→ **Text passage**
Han has only one rule: Never impose. Never assume a person needs something. Just ask: Would you like a sandwich?
In theory, Han raises money to pay for the sandwiches and hygiene packs by selling T-shirts and tote bags she’s made, bearing what she calls her effort: “Love Feeds.”
But the reality is the day before the Tuesday sandwich-making session, she went to Costco and spent $100 to buy wheat bread, Tillamook cheese, packs of ham, turkey and roast beef, organic lettuce and bottles of water.
“Whether I sell shirts or not,” she said, “I’m still going to do it.”
As her friends slather mustard and mayonnaise and organize the sandwiches by meat, Han points to a board across the room: pictures of people she has met while passing out sandwiches. They are reminders of why she does this. She’s 32 and has been a nurse for almost five years, so helping people is literally part of her job, but this is different.
“I have a very personal take on it,” she said. “I was in a very emotionally, verbally and a little bit physically abusive relationship for six years.”

→ **Information**
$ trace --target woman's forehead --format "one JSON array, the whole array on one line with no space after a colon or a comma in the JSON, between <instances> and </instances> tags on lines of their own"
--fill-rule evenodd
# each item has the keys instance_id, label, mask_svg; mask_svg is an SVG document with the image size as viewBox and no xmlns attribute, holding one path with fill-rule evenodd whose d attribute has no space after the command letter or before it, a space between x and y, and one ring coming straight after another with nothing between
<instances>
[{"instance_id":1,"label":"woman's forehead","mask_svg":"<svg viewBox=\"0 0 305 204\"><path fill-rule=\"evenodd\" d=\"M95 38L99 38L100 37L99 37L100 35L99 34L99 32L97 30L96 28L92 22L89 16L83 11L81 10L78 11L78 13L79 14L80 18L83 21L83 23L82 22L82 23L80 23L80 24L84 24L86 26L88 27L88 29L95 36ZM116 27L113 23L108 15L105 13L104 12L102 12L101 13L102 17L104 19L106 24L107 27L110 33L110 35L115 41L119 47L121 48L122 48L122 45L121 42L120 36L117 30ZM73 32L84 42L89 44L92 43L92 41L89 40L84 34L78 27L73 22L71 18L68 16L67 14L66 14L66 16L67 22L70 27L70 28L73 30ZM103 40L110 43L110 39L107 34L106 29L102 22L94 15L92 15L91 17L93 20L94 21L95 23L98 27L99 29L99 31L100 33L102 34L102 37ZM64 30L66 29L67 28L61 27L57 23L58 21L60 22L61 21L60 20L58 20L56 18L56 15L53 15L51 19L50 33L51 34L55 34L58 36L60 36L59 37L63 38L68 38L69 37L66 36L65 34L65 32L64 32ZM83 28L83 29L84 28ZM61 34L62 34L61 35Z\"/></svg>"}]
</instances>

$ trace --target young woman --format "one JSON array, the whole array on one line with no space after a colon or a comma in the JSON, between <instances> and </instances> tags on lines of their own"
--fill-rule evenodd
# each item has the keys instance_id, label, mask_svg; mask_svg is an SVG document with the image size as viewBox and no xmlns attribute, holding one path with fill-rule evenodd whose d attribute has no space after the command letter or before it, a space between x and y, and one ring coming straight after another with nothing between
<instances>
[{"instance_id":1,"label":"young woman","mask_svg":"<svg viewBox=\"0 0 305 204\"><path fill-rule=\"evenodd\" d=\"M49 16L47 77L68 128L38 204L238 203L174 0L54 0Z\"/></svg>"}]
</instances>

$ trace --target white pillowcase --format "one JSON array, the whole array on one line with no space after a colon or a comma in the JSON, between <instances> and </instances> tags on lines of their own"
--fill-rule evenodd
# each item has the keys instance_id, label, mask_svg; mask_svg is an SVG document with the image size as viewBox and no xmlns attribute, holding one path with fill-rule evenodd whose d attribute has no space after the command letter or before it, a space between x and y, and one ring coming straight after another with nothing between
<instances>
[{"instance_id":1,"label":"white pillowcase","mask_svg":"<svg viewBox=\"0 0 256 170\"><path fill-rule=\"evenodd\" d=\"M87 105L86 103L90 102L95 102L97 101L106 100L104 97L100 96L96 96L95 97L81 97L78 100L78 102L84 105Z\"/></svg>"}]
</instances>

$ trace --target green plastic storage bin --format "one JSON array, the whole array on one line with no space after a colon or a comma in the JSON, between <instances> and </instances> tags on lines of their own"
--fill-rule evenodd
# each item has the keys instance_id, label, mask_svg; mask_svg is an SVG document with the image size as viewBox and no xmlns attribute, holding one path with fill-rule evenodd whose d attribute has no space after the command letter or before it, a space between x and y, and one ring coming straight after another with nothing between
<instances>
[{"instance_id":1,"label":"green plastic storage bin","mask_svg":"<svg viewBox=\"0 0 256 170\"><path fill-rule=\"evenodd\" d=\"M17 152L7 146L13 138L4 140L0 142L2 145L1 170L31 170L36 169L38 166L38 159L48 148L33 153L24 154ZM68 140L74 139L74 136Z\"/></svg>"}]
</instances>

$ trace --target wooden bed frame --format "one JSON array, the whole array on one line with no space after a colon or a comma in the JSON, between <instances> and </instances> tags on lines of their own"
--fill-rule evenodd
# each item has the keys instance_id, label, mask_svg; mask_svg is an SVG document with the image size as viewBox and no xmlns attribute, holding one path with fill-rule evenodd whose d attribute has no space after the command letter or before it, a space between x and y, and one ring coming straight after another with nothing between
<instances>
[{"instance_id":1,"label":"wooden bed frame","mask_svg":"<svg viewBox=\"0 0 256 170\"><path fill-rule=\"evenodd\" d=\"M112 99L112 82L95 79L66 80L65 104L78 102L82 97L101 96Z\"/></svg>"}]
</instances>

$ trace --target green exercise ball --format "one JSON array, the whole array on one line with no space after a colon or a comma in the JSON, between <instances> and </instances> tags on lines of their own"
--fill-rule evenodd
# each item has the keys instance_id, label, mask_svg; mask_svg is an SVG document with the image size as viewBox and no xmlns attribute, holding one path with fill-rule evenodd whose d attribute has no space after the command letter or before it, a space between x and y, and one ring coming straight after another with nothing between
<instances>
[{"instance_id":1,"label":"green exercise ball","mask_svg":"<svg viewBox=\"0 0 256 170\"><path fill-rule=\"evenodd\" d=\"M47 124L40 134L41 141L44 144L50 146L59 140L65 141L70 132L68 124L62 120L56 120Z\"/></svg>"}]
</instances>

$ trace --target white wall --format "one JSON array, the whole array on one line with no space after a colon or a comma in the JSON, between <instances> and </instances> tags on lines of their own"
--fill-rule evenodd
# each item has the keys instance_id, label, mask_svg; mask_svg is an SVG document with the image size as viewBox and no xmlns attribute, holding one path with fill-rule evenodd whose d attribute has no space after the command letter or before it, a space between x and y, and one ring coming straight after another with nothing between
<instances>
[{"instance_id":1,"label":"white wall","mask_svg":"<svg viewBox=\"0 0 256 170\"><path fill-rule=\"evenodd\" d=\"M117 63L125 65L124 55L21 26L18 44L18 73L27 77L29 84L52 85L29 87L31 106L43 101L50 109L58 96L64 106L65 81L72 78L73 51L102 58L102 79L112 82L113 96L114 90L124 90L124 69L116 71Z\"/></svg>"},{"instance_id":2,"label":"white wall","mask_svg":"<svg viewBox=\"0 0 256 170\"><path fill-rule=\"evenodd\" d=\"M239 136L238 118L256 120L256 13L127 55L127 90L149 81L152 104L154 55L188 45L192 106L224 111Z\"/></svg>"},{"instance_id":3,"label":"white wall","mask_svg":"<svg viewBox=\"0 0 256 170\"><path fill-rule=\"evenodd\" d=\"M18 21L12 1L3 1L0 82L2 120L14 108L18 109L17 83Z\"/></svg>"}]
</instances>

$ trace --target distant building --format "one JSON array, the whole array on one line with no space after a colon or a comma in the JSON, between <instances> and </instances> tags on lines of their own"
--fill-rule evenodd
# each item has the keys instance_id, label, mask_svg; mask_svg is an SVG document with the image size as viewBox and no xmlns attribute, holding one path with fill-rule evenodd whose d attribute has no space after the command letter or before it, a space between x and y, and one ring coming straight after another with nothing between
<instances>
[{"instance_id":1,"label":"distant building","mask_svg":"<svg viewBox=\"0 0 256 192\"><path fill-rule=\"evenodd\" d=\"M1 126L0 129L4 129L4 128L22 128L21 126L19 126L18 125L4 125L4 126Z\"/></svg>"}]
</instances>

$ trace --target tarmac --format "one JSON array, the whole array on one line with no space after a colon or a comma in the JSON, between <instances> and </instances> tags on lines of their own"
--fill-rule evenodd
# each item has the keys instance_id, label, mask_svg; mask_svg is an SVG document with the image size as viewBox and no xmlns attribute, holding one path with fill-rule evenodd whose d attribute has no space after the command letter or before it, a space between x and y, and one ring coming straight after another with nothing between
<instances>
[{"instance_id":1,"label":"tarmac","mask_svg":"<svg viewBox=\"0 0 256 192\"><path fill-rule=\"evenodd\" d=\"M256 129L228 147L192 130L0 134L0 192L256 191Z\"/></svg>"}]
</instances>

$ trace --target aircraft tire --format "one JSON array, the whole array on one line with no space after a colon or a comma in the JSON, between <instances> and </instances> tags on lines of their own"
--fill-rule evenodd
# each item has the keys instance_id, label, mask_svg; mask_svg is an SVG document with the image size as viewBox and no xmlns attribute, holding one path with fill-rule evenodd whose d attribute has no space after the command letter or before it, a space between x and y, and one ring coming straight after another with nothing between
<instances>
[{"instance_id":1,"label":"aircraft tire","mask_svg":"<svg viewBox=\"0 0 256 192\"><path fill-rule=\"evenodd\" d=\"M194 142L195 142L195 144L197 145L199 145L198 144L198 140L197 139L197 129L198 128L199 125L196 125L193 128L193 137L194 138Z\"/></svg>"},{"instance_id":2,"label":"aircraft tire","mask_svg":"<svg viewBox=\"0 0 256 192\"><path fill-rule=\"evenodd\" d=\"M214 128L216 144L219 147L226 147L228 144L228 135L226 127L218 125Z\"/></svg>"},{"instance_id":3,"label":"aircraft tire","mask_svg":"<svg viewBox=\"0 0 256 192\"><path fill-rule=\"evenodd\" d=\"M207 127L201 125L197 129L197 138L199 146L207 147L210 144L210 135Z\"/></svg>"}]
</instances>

→ **Tasks**
1. From the text about Han's sandwiches, extract the portion from "In theory, Han" to "this is different.".
2. According to the text about Han's sandwiches, why is helping people literally part of Han's job?
3. Decide whether each statement agrees with the text about Han's sandwiches: (a) Han spent $100 at Costco the day before the Tuesday sandwich-making session. (b) Han's rule is to assume that a person needs something. (c) Han's friends organize the sandwiches by meat.

→ **Written responses**
1.
In theory, Han raises money to pay for the sandwiches and hygiene packs by selling T-shirts and tote bags she’s made, bearing what she calls her effort: “Love Feeds.”
But the reality is the day before the Tuesday sandwich-making session, she went to Costco and spent $100 to buy wheat bread, Tillamook cheese, packs of ham, turkey and roast beef, organic lettuce and bottles of water.
“Whether I sell shirts or not,” she said, “I’m still going to do it.”
As her friends slather mustard and mayonnaise and organize the sandwiches by meat, Han points to a board across the room: pictures of people she has met while passing out sandwiches. They are reminders of why she does this. She’s 32 and has been a nurse for almost five years, so helping people is literally part of her job, but this is different.

2. Han has been a nurse for almost five years, so helping people is part of her work.

3.
(a) Yes: "the day before the Tuesday sandwich-making session, she went to Costco and spent $100"
(b) No: "Never assume a person needs something."
(c) Yes: "organize the sandwiches by meat"